* [REQUIREMENTS]:
Copy the part of the records below that begins with the line containing "plate in the photo below." and runs through the end of the records, leaving out the pictures.
--- START OF RECORDS FOR THE EXERCISE ---
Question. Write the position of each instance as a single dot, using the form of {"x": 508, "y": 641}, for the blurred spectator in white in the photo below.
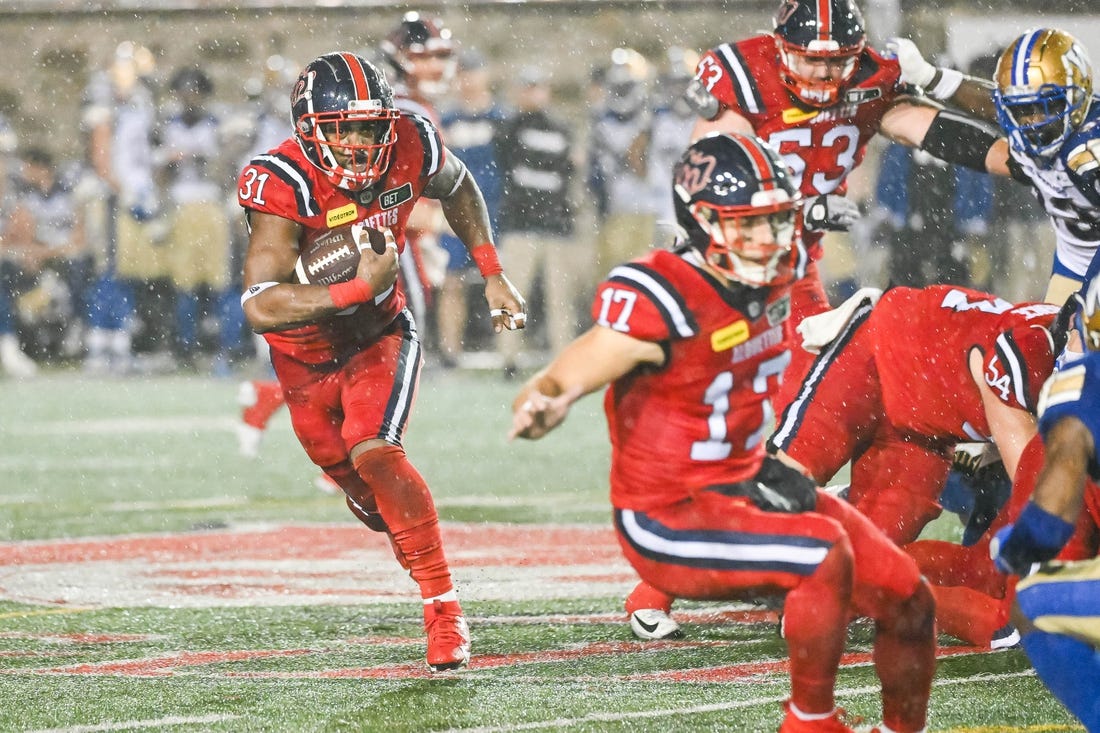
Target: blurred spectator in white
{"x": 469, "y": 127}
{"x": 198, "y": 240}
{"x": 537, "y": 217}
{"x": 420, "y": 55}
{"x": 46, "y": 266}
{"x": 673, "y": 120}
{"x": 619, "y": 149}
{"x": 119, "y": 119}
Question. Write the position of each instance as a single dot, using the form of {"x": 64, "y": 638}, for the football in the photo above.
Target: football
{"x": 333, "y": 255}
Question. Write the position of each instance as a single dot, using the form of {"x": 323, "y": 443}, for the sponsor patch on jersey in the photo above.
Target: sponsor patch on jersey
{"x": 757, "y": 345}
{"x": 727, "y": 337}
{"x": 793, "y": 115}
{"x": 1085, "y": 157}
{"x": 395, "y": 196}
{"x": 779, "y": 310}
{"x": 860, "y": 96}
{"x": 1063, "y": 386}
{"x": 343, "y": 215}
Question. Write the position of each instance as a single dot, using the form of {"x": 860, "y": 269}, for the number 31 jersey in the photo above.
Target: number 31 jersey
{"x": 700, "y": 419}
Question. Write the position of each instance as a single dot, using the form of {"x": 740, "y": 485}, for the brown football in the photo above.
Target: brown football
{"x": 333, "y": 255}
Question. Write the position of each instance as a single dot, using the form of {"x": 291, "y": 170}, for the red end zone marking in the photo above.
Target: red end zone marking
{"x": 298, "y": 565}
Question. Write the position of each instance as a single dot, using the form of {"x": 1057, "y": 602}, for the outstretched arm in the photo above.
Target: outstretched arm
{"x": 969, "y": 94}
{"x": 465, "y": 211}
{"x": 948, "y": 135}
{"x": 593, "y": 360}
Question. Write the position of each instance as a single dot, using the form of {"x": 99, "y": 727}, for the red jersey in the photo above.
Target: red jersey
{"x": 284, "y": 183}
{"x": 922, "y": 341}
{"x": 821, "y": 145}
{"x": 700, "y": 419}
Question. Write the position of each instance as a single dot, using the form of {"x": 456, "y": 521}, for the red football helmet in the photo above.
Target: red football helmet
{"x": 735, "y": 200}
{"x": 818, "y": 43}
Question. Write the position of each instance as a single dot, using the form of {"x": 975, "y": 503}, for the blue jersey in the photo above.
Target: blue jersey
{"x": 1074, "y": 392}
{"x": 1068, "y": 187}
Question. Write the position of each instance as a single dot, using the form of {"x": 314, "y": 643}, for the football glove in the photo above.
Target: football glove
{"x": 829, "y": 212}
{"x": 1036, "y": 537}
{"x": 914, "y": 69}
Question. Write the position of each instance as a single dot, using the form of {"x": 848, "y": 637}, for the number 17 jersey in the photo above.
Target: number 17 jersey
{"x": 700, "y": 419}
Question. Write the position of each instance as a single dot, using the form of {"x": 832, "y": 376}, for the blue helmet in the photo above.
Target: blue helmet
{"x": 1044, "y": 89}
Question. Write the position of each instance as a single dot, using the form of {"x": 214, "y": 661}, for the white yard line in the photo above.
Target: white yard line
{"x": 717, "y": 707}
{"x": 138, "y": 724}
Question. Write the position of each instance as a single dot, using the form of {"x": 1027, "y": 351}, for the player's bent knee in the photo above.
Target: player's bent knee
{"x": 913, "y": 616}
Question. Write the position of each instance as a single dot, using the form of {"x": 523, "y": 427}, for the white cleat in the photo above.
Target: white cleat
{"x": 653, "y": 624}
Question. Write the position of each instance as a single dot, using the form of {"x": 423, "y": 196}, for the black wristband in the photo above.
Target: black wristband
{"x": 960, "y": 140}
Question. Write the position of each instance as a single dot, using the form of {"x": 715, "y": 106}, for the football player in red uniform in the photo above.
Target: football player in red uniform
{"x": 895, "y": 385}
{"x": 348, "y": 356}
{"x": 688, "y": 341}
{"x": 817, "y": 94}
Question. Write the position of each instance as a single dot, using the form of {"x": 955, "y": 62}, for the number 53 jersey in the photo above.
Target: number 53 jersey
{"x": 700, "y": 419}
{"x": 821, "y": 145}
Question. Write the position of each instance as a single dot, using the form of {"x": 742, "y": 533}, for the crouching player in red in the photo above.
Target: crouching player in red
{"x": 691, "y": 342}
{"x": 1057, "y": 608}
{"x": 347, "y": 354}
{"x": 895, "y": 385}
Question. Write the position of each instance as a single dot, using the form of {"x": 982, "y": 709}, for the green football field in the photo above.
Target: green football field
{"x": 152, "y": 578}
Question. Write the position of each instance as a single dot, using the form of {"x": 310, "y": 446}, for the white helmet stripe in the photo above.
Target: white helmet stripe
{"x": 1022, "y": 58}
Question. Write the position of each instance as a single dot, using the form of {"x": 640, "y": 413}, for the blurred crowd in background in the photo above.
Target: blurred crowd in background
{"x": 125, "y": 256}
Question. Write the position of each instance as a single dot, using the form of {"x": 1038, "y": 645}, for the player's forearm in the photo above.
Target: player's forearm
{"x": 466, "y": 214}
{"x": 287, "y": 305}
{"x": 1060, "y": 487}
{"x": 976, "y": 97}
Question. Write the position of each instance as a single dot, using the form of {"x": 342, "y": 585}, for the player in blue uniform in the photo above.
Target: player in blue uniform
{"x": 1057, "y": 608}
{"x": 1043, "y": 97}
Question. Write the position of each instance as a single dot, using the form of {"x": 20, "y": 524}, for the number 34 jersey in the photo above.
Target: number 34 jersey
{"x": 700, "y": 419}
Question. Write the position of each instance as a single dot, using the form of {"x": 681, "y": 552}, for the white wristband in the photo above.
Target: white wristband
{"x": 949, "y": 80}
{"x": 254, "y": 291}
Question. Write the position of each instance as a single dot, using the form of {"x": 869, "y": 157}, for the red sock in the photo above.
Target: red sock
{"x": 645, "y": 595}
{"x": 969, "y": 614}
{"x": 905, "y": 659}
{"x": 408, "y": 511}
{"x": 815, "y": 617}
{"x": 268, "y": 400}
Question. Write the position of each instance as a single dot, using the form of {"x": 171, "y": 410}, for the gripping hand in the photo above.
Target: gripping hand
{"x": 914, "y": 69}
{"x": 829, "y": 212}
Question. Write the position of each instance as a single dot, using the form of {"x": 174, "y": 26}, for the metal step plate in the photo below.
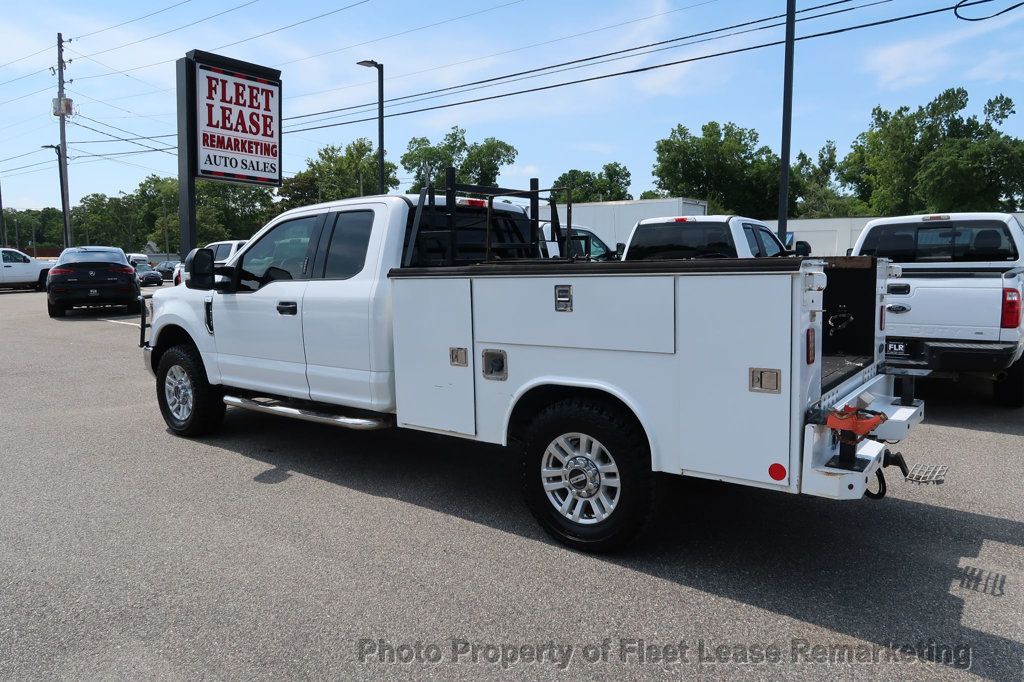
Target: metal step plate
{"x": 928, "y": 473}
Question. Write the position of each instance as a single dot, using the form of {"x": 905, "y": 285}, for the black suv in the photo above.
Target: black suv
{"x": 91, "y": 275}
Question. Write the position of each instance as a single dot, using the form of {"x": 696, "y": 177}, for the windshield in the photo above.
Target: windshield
--- END OF RECORDS FOR THE EXERCISE ---
* [TASK ANSWER]:
Question. Write the position of each instance as a single dot, using the form of {"x": 174, "y": 26}, for the metal step plate in the photo below.
Target: metal step plate
{"x": 928, "y": 473}
Question. Write the position of each instance as a single dot, using the form of {"x": 905, "y": 285}, for the black suv in the photo above.
Target: black suv
{"x": 91, "y": 275}
Question. Write the position of each instance as a single dot, using the form of {"x": 696, "y": 177}, for the windshield in the photo above.
Target: windshield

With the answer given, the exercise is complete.